> [WHAT YOU SHOULD DO]: Filter the records for lines holding the string "wiper".

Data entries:
++++++
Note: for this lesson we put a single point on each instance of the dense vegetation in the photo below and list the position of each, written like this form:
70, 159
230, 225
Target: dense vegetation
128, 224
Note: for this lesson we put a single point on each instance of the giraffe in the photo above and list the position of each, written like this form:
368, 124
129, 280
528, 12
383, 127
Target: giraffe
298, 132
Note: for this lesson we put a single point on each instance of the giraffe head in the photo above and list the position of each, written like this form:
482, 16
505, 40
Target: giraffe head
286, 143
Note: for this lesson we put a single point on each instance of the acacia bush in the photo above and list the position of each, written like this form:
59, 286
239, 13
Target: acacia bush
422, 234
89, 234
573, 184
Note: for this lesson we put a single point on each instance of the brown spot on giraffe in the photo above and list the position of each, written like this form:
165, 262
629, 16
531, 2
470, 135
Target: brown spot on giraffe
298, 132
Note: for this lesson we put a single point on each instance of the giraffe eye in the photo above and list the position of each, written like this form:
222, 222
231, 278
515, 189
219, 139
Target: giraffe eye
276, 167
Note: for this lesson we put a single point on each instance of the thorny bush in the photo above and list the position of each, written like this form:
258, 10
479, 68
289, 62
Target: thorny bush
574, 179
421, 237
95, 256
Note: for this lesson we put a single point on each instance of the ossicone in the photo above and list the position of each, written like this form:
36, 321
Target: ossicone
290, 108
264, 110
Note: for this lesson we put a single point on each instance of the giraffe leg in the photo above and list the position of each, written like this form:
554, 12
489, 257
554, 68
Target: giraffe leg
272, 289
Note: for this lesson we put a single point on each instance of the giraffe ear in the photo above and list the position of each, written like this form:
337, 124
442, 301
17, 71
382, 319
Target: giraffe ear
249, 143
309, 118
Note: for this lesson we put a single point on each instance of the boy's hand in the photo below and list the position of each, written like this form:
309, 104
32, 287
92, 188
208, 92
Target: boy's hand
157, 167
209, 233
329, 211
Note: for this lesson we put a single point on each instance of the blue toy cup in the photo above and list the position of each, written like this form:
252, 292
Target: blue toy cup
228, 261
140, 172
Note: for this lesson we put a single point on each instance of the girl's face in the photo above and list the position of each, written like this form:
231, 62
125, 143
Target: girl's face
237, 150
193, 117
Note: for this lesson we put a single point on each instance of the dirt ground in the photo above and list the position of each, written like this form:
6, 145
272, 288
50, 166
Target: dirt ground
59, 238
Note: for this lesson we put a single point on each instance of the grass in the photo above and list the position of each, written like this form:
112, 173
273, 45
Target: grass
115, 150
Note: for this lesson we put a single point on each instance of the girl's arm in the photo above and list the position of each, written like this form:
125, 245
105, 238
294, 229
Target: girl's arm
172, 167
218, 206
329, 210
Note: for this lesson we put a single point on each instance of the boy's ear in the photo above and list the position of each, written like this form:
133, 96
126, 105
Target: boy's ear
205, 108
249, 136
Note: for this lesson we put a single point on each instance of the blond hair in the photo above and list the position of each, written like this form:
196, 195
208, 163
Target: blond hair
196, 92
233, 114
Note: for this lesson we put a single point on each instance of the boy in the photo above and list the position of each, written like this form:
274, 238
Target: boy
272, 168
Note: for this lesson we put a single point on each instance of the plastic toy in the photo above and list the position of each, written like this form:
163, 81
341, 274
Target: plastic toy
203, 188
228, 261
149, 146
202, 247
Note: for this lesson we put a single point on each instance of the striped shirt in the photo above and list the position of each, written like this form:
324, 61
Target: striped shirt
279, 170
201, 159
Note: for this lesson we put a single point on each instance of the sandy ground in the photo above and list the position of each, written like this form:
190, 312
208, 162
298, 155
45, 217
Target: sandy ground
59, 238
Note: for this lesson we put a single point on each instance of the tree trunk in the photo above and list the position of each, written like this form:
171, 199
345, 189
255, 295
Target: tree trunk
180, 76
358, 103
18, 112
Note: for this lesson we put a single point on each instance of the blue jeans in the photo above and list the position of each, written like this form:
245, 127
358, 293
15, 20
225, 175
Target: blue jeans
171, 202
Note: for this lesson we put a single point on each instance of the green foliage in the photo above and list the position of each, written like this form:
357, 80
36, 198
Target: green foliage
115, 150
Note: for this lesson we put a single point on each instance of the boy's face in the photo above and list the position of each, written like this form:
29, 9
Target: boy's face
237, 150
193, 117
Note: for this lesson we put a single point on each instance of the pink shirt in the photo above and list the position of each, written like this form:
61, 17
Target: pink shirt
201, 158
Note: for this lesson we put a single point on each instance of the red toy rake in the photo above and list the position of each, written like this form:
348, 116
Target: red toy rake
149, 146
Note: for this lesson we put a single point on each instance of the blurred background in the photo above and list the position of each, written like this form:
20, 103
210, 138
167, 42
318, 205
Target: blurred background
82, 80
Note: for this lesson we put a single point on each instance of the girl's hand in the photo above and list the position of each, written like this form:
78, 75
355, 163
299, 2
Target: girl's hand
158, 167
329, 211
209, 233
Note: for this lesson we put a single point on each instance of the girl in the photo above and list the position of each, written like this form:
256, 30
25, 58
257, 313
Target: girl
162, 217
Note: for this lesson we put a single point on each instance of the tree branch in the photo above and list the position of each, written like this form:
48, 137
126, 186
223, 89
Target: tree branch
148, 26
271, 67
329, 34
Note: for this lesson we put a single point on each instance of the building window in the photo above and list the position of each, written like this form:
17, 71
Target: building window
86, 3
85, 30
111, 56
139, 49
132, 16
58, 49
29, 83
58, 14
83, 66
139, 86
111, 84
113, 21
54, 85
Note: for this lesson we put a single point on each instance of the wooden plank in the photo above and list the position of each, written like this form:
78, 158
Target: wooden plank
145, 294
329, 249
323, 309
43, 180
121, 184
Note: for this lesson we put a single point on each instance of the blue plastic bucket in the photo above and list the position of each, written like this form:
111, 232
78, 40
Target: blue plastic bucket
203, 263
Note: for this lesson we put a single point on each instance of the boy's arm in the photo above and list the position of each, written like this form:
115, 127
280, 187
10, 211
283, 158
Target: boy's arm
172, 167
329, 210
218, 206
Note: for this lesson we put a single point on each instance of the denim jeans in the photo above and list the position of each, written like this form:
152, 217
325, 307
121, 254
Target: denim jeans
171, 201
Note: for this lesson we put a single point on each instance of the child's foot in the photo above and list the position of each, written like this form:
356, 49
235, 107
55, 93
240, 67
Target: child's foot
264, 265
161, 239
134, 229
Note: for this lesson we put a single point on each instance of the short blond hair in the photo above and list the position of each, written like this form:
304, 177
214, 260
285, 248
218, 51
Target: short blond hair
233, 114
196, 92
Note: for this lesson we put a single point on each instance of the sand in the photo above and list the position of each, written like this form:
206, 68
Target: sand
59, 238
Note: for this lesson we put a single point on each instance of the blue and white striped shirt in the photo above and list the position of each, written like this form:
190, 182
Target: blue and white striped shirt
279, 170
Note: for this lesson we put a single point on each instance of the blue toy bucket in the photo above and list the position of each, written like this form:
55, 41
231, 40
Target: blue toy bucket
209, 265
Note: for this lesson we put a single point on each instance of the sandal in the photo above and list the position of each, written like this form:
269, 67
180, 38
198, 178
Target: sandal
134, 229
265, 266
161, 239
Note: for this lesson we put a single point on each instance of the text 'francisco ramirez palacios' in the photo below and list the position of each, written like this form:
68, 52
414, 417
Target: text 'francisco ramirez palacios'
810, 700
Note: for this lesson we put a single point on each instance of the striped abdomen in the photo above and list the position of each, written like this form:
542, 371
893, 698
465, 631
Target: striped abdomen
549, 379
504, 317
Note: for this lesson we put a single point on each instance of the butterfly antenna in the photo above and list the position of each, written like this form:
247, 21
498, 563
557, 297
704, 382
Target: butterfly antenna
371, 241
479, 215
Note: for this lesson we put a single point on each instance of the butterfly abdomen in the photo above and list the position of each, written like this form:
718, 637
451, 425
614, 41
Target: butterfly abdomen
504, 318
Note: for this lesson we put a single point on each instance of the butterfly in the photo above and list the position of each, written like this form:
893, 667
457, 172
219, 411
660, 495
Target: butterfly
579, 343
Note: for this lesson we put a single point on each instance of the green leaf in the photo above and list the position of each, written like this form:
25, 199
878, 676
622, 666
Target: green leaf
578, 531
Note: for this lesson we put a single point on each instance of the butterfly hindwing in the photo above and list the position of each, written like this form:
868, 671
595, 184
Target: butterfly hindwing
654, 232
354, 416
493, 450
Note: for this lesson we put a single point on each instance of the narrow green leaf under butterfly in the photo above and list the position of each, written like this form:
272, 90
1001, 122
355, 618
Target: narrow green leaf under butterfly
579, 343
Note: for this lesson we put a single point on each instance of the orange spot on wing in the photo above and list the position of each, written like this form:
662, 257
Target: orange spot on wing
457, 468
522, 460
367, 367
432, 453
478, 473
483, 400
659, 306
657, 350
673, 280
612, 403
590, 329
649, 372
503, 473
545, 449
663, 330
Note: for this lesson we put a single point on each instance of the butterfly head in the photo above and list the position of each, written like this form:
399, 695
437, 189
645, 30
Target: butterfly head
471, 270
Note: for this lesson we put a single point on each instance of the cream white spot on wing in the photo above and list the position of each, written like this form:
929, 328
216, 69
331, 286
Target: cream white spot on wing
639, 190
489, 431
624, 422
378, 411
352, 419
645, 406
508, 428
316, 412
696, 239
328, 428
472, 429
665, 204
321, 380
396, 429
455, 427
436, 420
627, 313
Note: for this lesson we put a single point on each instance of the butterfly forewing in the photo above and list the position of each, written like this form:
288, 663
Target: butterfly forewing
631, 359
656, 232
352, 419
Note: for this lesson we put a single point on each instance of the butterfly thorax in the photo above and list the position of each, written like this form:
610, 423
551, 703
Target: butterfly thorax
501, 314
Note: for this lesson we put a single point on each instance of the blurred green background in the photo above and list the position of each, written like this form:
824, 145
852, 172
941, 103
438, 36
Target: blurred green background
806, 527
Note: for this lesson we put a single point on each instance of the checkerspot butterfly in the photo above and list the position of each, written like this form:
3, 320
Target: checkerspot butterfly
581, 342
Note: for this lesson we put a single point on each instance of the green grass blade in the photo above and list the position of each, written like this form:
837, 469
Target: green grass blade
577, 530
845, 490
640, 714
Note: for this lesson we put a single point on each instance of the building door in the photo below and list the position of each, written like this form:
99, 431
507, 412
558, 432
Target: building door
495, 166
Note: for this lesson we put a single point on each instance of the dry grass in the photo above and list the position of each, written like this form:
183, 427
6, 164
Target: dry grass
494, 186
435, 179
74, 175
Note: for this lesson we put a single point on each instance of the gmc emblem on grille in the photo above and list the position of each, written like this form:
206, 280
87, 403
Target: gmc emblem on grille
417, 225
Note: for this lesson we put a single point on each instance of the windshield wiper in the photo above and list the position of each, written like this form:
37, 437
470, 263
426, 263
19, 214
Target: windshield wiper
++++++
> [EXERCISE OUTPUT]:
Note: for this lesson we put a single point on each instance of the windshield wiper in the photo above and list the position of each, written like this form:
Target: windshield wiper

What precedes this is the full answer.